| Action item |
Below are the records; copy each line in which "sweater" can be found.

Source records:
-----

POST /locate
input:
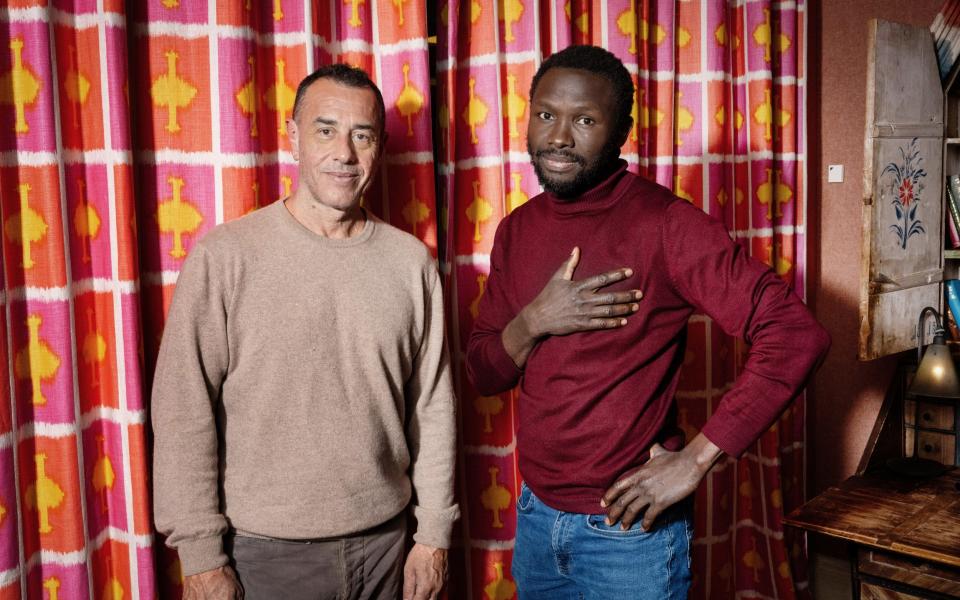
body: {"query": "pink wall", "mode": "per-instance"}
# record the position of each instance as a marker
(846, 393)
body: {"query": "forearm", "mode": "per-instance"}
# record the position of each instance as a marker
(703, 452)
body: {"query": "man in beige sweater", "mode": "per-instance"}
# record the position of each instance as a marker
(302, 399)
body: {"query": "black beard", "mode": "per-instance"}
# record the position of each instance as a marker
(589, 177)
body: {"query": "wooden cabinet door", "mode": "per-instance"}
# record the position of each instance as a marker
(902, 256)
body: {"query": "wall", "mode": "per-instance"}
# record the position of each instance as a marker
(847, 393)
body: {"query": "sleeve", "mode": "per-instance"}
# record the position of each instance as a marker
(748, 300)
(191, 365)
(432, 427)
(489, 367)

-----

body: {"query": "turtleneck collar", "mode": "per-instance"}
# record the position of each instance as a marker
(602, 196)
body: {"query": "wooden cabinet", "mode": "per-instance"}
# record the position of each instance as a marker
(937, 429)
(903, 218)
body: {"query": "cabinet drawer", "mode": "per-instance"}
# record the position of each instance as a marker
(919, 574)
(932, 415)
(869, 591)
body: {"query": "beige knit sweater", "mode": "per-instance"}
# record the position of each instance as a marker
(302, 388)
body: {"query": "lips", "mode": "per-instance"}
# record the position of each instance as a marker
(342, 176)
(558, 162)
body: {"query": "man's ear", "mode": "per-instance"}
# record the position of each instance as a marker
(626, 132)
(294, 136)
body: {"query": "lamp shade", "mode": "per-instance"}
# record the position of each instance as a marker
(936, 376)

-----

| Output of the exercise |
body: {"query": "man in beige sweater", "mode": "per-instance"}
body: {"query": "beige knit sweater", "mode": "per-instance"}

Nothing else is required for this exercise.